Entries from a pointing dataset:
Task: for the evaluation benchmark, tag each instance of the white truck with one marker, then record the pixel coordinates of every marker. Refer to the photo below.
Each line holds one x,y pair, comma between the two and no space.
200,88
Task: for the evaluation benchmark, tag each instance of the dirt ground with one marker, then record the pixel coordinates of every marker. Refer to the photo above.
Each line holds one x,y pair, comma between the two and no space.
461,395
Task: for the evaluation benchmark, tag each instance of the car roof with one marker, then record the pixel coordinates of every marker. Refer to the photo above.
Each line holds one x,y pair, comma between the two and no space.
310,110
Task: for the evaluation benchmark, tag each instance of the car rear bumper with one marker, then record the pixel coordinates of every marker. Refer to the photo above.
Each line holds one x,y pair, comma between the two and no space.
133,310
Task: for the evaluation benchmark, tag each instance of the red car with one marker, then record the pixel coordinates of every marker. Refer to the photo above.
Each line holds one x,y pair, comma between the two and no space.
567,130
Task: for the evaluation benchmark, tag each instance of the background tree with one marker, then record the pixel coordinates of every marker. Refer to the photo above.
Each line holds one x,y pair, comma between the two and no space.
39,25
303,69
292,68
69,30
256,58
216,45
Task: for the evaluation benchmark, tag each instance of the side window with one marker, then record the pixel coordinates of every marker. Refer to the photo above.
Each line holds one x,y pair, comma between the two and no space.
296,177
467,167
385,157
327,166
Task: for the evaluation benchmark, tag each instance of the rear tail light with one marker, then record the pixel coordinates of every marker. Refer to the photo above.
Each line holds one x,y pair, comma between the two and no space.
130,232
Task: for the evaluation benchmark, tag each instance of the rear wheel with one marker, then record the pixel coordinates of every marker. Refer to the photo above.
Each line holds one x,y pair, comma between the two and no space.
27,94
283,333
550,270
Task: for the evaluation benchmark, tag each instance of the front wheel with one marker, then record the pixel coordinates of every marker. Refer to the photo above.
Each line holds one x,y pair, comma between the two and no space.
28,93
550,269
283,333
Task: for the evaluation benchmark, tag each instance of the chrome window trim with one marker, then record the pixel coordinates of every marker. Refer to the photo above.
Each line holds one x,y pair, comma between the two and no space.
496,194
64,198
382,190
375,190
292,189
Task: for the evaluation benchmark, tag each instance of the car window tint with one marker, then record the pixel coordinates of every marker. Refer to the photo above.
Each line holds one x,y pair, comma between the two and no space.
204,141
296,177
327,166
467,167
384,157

PROBLEM TO WORK ON: Print the records above in full, exactly.

SOLUTION FOR THIS EXERCISE:
Task: for the evaluation benchmark, tag each instance of the white truck with one marker, then record the pixel coordinates of every marker. Refer to the photo below.
Each line holds one x,y pair, comma between the two and no space.
200,88
Task: for the evaluation benchmark, tag each instance of the dirt ground with one marker, then record the pixel coordinates of every marker. Refer to the photo above.
Each line holds one x,y pair, comma between the two and no space.
461,395
Task: for the evaluation benchmark, tag each instance of the car roof with one marker, then record the pixel coordinates of every marker. Refer to the photo above.
Each line holds one x,y pair, comma between the two and no space.
310,110
Task: for the evaluation benchmark, tag each instance of the car rear bumper with one marker, then record the pixel coordinates of every marker. Refer to the photo above.
Each line holds one x,y pair, comma between the two and no space.
133,310
Task: for the evaluation benchmark, tag each instance of the red car with one marker, then record the pixel coordinates of every marker. Refer to the photo above.
Each line holds one x,y pair, comma between the two and no space.
567,130
Task: for the evaluation benchmark, tag each instance of the background tree with one marker, then record the pixel coordinates of every marker. Refer to the photo above.
Each line holds one x,y pair, comma between the two and no space.
39,25
303,69
292,68
69,30
256,58
216,45
Task: for the evaluation benchmark, tag each instance of the side window with one marker, then record the pixel coordinates of every marker. Refer to the photo above.
Each line holds one x,y pair, comma between the two and no space.
296,177
467,167
385,157
327,166
Task: for the evaluation benchmark, tag each instance of the rear tail light with one marker, then record the pixel coordinates of every marker. Refer to the photo above.
Each line holds one x,y pair, comma between the two and no space.
130,232
Task: for the evaluation benchmark, tag each instance of the rear wheel with one marker, then record the pixel coordinates of every marker. Refer to the photo above.
Each line holds one x,y pair, comma between the two and no space.
27,94
283,333
550,270
Task: for the evaluation benchmark, tag each instance of the front wheel with one marker, then record the pixel coordinates of every marker. Refer to the photo above.
Each line holds one x,y pair, comma between the two and no space.
28,93
550,269
283,333
Task: for the evaluation benchmark, tag each instance of the chrome window trim with one marker, then record the pixel coordinates of every marker. Refer to the photo above.
Each line holds one x,y pair, comma between the two and no space.
496,194
64,198
382,190
375,190
292,189
Task: for the evaluation benchmark, tag each instance of the car window tint with one marker, then record the pixel coordinates of every marker. Refer to the photo above.
Each line holds one x,y pair, comma between the two and no space.
204,141
296,177
327,166
467,167
384,157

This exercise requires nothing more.